---------- SUPPLIED INFORMATION

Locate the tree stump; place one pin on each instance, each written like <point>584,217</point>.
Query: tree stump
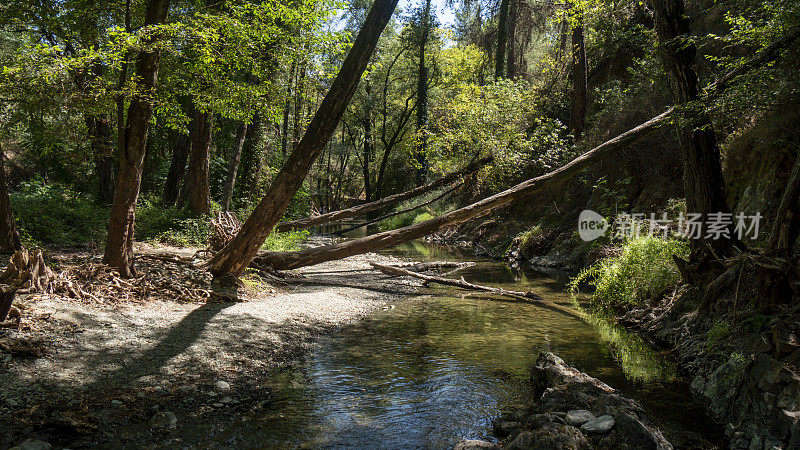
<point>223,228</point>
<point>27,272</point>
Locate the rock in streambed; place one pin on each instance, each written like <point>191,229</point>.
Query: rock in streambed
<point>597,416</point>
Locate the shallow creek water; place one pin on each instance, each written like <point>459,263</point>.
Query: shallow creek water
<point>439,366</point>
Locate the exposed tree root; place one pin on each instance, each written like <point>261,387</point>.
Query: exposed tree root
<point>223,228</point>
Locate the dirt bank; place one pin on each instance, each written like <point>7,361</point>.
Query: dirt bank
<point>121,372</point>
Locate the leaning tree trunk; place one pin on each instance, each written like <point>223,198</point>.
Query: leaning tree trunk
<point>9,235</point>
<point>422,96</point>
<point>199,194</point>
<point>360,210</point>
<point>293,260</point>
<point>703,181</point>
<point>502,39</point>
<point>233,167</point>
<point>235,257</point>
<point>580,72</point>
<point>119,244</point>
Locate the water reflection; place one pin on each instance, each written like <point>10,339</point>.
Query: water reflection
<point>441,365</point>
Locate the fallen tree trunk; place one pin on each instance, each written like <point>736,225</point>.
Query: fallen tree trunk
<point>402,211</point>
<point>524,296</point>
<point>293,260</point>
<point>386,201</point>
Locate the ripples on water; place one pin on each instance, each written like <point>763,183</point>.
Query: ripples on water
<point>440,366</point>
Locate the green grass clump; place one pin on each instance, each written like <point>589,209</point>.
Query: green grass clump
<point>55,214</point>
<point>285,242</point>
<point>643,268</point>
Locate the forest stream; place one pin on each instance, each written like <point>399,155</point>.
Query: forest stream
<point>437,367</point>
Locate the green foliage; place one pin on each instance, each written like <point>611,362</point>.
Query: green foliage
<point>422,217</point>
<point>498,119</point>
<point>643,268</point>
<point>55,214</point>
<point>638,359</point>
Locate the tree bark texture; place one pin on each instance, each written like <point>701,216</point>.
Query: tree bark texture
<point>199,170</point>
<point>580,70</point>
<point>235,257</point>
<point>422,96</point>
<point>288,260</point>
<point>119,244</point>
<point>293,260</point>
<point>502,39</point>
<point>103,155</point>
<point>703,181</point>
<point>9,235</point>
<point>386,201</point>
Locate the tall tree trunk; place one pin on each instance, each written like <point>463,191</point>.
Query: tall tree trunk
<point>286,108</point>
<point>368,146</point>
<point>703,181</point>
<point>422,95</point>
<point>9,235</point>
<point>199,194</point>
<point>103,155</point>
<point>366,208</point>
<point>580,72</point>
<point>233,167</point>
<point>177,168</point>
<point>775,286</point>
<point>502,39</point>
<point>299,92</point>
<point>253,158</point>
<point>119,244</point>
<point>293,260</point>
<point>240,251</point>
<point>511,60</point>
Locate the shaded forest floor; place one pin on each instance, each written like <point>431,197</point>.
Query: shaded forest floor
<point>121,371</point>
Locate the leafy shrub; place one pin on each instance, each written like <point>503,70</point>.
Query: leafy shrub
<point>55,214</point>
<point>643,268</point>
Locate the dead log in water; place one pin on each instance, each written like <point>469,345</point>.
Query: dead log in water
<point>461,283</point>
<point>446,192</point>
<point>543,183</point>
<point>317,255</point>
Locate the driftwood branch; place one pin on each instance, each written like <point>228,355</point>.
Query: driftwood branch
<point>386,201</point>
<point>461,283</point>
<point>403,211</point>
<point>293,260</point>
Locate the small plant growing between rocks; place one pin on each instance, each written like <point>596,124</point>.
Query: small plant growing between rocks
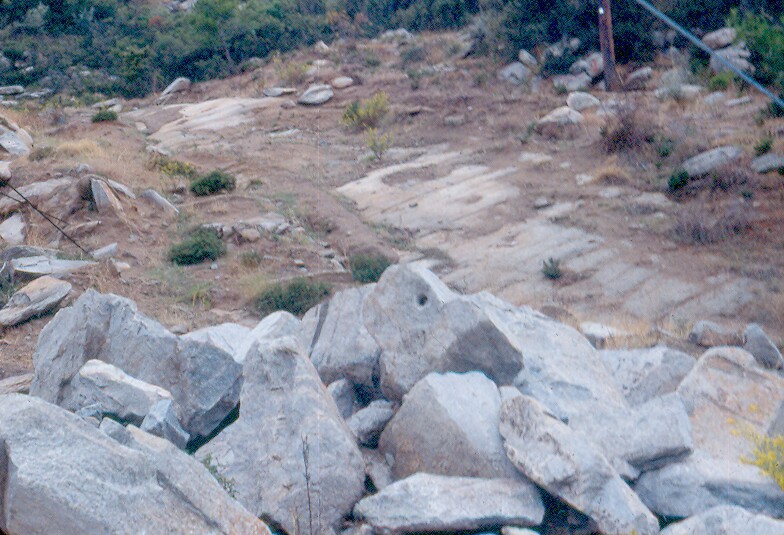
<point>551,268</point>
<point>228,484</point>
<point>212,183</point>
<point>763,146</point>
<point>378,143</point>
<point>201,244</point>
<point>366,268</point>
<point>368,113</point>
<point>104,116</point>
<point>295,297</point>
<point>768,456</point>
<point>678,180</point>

--------------------

§ **TASK TO COMPLETE**: All that is wanted is the run of lines from the start of the material through the line that holds "Locate the forest", retyped exactly, with no pictures.

§ **ANSWER BOX**:
Locate the tree stump; place one pin on each instance, each written like <point>584,217</point>.
Query: tree stump
<point>223,228</point>
<point>27,272</point>
Locate the rock in streambed; place one pin on each instance, each written like <point>191,229</point>.
Query: rock in streambed
<point>597,416</point>
Locate the shallow creek water; place one pin on each instance, each written like <point>459,263</point>.
Query: shallow creek water
<point>439,366</point>
Locate the exposed tree root; place one pin on each instance, each written like <point>261,387</point>.
Query: exposed tree root
<point>223,228</point>
Locate the dirt bank; place one pin on each instance, each written like <point>7,361</point>.
Query: dirt bank
<point>121,372</point>
Locate the leaning tree trunk; place one pin on each instance, each written like <point>223,198</point>.
Query: leaning tree trunk
<point>9,235</point>
<point>422,96</point>
<point>199,194</point>
<point>360,210</point>
<point>293,260</point>
<point>703,181</point>
<point>502,39</point>
<point>233,167</point>
<point>235,257</point>
<point>580,72</point>
<point>119,244</point>
Locate the water reflection; place one pin on each instance, each written like <point>10,339</point>.
Query: water reflection
<point>441,365</point>
Locate the fallen tree trunk; place one pin on each instance, each written like <point>736,225</point>.
Query: fallen tree trunk
<point>402,211</point>
<point>524,296</point>
<point>293,260</point>
<point>386,201</point>
Locate the ripples on water; place one pin on each instance, each written like <point>763,183</point>.
Query: ripples on water
<point>440,366</point>
Locate the green grass clump; place one pin on each instance, each written like <point>589,209</point>.
Query: green grass clump
<point>55,214</point>
<point>285,242</point>
<point>643,268</point>
Locate the forest stream; place one pin on each instance, each written like <point>399,155</point>.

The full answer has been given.